#### What the exercise asks:
Starting at the line that has "[tag] storage box (a dot for each instance)" and going to the end of the records, write out those lines again, switching "Emitted" to "Predicted" and keeping everything else the same.

#### Entries provided:

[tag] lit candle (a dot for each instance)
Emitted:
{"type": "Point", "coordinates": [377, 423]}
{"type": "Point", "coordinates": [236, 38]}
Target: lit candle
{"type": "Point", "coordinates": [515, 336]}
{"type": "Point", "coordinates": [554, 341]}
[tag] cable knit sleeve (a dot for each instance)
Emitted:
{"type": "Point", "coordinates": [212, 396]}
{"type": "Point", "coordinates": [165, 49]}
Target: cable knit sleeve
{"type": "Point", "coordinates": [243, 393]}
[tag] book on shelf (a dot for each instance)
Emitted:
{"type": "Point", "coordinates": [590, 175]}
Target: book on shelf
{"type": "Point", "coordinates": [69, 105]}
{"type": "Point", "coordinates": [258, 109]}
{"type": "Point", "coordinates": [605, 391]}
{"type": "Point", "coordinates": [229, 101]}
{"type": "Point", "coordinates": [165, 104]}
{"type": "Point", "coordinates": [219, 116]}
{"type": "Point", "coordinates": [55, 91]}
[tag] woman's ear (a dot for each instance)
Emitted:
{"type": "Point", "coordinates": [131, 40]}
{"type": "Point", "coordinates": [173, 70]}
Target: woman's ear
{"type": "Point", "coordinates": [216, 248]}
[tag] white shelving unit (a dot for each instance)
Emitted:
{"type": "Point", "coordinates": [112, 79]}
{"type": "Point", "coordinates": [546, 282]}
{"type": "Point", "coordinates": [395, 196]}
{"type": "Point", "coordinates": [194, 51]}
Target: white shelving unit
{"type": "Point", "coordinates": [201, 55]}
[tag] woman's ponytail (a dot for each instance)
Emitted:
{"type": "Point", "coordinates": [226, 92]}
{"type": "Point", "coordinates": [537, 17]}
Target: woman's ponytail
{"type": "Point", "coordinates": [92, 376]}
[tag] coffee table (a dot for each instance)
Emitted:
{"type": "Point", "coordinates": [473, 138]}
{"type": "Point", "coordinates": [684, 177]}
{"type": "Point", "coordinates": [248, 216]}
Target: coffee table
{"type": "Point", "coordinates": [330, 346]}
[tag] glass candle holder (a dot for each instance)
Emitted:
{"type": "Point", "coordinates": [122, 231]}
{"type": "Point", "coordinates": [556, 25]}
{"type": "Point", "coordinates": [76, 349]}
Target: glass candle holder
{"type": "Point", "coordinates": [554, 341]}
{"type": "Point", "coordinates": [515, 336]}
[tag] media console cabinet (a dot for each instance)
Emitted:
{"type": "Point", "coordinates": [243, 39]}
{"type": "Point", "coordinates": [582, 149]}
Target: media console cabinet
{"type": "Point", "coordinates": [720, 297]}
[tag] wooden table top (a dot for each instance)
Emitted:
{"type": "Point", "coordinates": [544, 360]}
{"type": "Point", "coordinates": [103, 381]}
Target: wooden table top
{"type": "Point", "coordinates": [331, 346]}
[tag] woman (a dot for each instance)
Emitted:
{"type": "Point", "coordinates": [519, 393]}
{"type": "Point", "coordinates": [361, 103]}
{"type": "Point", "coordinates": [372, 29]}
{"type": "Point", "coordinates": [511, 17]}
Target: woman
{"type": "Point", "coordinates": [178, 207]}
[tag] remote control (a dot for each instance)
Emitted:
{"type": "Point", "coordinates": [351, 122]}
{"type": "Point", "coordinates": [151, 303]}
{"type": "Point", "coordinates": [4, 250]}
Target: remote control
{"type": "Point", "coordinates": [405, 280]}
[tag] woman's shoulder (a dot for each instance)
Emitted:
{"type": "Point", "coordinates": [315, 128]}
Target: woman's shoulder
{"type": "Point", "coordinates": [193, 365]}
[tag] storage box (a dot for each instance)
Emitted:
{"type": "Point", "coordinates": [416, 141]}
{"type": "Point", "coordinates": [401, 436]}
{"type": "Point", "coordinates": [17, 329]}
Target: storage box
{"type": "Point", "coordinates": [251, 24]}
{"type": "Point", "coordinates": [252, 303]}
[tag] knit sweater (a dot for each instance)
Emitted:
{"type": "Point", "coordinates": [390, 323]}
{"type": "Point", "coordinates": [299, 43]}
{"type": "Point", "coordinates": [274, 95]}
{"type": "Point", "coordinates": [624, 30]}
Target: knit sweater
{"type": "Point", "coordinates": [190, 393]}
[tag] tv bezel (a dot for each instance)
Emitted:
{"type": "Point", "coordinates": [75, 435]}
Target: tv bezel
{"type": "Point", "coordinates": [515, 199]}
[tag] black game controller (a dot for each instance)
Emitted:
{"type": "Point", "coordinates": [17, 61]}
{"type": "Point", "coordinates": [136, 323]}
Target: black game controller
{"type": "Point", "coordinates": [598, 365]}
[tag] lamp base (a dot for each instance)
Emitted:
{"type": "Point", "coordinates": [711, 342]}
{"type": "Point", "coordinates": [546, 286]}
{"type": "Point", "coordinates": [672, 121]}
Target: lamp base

#### Task result:
[tag] storage box (a dot for each instance)
Predicted:
{"type": "Point", "coordinates": [416, 141]}
{"type": "Point", "coordinates": [401, 436]}
{"type": "Point", "coordinates": [17, 329]}
Target: storage box
{"type": "Point", "coordinates": [251, 24]}
{"type": "Point", "coordinates": [252, 303]}
[tag] knit sweater (a dot for each instance)
Predicted:
{"type": "Point", "coordinates": [390, 323]}
{"type": "Point", "coordinates": [299, 43]}
{"type": "Point", "coordinates": [274, 95]}
{"type": "Point", "coordinates": [624, 30]}
Target: knit sweater
{"type": "Point", "coordinates": [190, 393]}
[tag] tv bezel (a dot for each instance)
Predicted:
{"type": "Point", "coordinates": [75, 435]}
Target: tv bezel
{"type": "Point", "coordinates": [515, 199]}
[tag] black game controller (a dot for each instance)
Predicted:
{"type": "Point", "coordinates": [17, 61]}
{"type": "Point", "coordinates": [136, 323]}
Target: black game controller
{"type": "Point", "coordinates": [598, 365]}
[tag] lamp base (a dot for each instance)
Predicted:
{"type": "Point", "coordinates": [711, 342]}
{"type": "Point", "coordinates": [546, 286]}
{"type": "Point", "coordinates": [672, 121]}
Target: lamp base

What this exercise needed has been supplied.